::: SOURCE MATERIAL

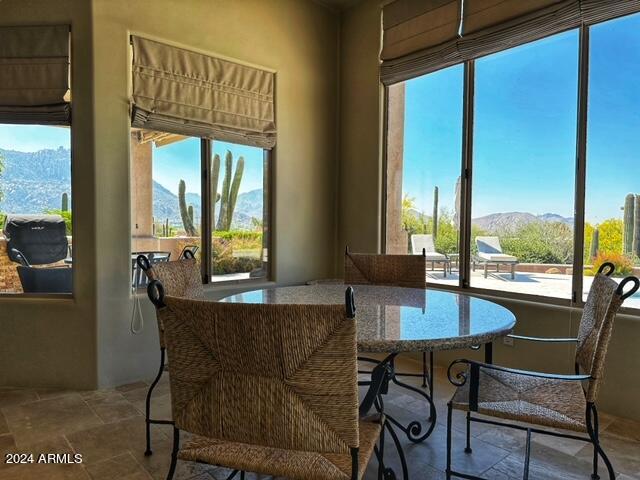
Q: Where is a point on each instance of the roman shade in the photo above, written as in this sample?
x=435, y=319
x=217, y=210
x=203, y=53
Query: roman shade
x=411, y=46
x=188, y=93
x=34, y=75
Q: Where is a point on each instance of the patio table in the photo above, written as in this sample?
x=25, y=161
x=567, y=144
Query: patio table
x=393, y=320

::::::

STATED GOAL =
Copy all of the material above word for word, leaving out the pictures.

SOLUTION TO THE PROBLEM =
Q: Where is a point on each instance of the roman shade in the photo above, written as in this sample?
x=435, y=319
x=217, y=210
x=203, y=53
Query: roman shade
x=411, y=46
x=188, y=93
x=34, y=75
Q: Where is a point on each instance of the patio table in the photo above, written as in this sample?
x=25, y=161
x=567, y=144
Query: patio table
x=393, y=320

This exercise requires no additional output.